Problem to work on » Word for word, transcribe the records that follow.

(Stored items)
=== Begin Enclosure ===

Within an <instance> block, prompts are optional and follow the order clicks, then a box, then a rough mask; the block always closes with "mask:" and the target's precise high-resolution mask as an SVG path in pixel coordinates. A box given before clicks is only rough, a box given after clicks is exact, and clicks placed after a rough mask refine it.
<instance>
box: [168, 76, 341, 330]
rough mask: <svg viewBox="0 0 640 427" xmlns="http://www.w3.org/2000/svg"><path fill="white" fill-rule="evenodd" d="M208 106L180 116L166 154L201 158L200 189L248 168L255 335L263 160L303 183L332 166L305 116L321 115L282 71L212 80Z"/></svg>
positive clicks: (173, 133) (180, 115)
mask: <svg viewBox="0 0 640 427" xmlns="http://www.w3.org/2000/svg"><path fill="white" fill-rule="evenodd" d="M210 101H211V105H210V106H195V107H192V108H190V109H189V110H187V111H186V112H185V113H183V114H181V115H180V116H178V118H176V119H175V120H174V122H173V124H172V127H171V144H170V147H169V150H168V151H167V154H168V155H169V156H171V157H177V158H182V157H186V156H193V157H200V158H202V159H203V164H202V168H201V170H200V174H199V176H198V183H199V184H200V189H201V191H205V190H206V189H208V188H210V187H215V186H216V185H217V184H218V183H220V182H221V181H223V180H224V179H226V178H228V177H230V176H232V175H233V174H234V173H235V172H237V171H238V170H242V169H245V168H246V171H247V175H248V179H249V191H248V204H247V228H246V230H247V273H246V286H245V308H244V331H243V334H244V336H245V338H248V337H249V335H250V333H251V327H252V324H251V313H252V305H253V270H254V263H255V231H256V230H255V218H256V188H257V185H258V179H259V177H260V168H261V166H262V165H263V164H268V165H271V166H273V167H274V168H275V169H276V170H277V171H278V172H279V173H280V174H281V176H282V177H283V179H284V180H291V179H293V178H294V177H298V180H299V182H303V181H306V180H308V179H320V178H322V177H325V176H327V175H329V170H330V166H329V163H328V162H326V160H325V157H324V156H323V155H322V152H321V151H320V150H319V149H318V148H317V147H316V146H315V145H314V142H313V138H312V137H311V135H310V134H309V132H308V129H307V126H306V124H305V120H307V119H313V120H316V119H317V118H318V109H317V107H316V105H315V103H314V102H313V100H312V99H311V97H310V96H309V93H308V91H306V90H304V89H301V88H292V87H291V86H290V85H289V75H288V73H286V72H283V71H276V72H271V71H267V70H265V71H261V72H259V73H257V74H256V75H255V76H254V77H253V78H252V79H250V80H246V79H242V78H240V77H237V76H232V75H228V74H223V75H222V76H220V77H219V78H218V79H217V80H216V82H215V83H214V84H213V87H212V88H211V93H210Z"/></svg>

=== End Enclosure ===

Answer to this task »
Within an <instance> block, prompts are optional and follow the order clicks, then a box, then a rough mask; the block always closes with "mask:" and the target's precise high-resolution mask as an SVG path in pixel coordinates. A box given before clicks is only rough, a box given after clicks is exact, and clicks placed after a rough mask refine it.
<instance>
box: [168, 76, 341, 330]
rough mask: <svg viewBox="0 0 640 427" xmlns="http://www.w3.org/2000/svg"><path fill="white" fill-rule="evenodd" d="M208 106L180 116L166 154L201 158L200 189L248 168L255 335L263 160L303 183L332 166L305 116L321 115L282 71L212 80Z"/></svg>
positive clicks: (173, 133) (180, 115)
mask: <svg viewBox="0 0 640 427" xmlns="http://www.w3.org/2000/svg"><path fill="white" fill-rule="evenodd" d="M210 101H211V105H210V106H195V107H192V108H190V109H189V110H187V111H186V112H185V113H183V114H181V115H180V116H178V118H176V119H175V120H174V122H173V124H172V127H171V144H170V147H169V150H168V151H167V154H168V155H169V156H171V157H177V158H182V157H186V156H193V157H200V158H202V159H203V164H202V168H201V170H200V174H199V176H198V183H199V184H200V189H201V191H205V190H206V189H208V188H210V187H215V186H216V185H217V184H218V183H220V182H221V181H223V180H224V179H226V178H228V177H230V176H232V175H233V174H234V173H235V172H237V171H238V170H242V169H245V168H246V171H247V175H248V179H249V191H248V204H247V228H246V230H247V273H246V286H245V308H244V331H243V334H244V336H245V338H248V337H249V335H250V333H251V327H252V324H251V313H252V305H253V270H254V263H255V231H256V230H255V218H256V188H257V185H258V179H259V177H260V168H261V166H262V165H263V164H268V165H271V166H273V167H274V168H275V169H276V170H277V171H278V172H279V173H280V174H281V176H282V177H283V179H284V180H291V179H293V178H294V177H298V180H299V182H303V181H306V180H308V179H320V178H322V177H325V176H327V175H329V170H330V166H329V163H328V162H326V160H325V157H324V156H323V155H322V152H321V151H320V150H319V149H318V148H317V147H316V146H315V145H314V142H313V138H312V137H311V135H310V134H309V132H308V129H307V126H306V124H305V120H307V119H313V120H316V119H317V118H318V109H317V107H316V105H315V103H314V102H313V100H312V99H311V97H310V96H309V93H308V91H306V90H304V89H301V88H292V87H291V86H290V85H289V75H288V73H286V72H283V71H276V72H271V71H267V70H265V71H261V72H259V73H257V74H256V75H255V76H254V77H253V78H252V79H250V80H246V79H242V78H240V77H237V76H232V75H228V74H223V75H222V76H220V77H219V78H218V79H217V80H216V82H215V83H214V84H213V87H212V88H211V93H210Z"/></svg>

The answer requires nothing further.